◆ Aim of the exercise
In the material below, find each line with the word "pants" and list it.

◆ Supplied records
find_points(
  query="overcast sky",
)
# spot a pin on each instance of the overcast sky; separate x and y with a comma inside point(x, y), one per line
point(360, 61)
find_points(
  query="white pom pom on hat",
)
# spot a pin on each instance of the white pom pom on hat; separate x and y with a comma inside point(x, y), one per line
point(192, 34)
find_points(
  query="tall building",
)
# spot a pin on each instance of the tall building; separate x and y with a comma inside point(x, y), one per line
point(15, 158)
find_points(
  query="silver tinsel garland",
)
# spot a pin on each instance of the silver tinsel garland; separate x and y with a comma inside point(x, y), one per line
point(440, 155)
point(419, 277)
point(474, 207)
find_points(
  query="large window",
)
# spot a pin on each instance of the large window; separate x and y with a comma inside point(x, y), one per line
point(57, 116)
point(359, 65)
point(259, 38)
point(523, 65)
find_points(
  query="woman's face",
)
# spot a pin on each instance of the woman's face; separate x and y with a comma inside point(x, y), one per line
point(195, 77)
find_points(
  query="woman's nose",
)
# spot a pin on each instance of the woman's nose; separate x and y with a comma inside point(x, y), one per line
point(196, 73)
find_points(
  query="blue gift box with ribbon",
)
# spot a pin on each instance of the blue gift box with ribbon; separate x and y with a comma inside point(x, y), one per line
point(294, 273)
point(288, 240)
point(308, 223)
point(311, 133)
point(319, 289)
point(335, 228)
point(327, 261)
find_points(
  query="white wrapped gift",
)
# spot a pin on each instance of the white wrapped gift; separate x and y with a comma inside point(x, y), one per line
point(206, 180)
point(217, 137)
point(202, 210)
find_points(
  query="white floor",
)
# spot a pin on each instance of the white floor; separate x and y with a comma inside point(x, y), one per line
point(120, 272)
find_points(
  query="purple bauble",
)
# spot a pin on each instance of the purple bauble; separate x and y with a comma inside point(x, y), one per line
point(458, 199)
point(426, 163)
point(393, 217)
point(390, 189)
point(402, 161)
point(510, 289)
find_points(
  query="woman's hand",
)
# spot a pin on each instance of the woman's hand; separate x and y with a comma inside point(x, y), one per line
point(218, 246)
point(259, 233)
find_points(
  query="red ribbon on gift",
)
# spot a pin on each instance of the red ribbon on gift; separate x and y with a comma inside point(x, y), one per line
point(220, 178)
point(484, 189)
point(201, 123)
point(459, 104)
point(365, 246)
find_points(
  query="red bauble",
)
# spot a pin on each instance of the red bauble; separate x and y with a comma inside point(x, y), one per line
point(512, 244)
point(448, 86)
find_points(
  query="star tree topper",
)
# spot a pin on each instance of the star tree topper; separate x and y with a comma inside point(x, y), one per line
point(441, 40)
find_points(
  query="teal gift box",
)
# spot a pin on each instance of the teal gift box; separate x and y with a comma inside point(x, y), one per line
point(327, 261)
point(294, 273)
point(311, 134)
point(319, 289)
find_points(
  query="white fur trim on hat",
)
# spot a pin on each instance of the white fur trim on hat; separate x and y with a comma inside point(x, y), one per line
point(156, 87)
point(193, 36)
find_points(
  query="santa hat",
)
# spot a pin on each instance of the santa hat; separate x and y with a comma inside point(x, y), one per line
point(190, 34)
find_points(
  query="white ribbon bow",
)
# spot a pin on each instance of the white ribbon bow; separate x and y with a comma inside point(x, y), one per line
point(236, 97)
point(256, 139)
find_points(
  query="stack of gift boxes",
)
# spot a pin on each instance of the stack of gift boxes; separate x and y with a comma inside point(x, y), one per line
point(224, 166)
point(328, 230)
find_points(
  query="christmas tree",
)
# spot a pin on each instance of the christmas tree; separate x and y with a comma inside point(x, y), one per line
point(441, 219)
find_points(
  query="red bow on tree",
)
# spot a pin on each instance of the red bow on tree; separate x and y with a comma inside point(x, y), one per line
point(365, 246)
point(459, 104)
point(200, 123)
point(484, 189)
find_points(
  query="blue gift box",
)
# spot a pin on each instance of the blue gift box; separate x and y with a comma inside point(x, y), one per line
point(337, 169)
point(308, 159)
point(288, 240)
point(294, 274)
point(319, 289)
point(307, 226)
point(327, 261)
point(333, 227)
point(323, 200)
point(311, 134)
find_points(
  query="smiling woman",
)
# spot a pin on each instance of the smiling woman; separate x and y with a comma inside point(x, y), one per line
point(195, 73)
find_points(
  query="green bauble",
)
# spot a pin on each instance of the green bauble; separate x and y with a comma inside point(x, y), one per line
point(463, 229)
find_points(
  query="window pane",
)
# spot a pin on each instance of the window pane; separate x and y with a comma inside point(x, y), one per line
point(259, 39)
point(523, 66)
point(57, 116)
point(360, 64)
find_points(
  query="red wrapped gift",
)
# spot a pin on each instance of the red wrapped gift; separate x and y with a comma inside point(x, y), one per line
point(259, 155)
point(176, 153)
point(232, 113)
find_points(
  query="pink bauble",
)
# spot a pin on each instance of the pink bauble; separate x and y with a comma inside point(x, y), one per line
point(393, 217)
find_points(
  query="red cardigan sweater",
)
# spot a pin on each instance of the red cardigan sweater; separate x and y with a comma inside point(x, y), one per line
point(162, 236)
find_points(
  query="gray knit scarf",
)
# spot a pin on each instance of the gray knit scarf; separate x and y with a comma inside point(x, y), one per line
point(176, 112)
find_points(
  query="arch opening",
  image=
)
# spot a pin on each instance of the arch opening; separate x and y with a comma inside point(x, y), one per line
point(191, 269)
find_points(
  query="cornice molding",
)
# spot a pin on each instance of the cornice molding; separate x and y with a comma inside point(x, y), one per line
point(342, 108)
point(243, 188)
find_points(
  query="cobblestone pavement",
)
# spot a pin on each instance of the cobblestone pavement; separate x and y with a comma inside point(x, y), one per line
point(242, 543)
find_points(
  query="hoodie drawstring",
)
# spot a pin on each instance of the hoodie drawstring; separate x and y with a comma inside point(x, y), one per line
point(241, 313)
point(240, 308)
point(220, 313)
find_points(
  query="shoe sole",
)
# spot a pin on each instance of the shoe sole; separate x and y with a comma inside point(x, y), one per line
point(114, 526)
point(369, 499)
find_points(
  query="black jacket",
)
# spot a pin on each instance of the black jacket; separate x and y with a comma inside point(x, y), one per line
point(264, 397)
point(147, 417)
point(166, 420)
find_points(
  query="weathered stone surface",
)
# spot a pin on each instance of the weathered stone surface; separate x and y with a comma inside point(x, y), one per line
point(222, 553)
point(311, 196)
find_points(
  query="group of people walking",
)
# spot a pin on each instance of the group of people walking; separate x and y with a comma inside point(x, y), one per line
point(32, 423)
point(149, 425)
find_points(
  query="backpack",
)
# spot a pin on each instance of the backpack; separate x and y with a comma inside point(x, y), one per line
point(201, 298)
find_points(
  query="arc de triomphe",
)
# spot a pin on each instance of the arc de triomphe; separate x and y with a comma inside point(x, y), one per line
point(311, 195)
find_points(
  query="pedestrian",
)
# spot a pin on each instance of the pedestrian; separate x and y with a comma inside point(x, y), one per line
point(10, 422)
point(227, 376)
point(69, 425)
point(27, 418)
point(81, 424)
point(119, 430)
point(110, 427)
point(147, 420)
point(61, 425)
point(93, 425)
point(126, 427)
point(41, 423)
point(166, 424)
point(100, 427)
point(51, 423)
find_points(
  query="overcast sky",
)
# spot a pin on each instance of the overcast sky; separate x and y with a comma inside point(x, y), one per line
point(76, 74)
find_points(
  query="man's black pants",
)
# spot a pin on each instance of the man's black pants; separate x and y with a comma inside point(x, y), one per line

◆ Solved exercise
  query="man's black pants",
# spot a pin on each instance of the man's black pants; separate x and y with a comma inside point(x, y), one per line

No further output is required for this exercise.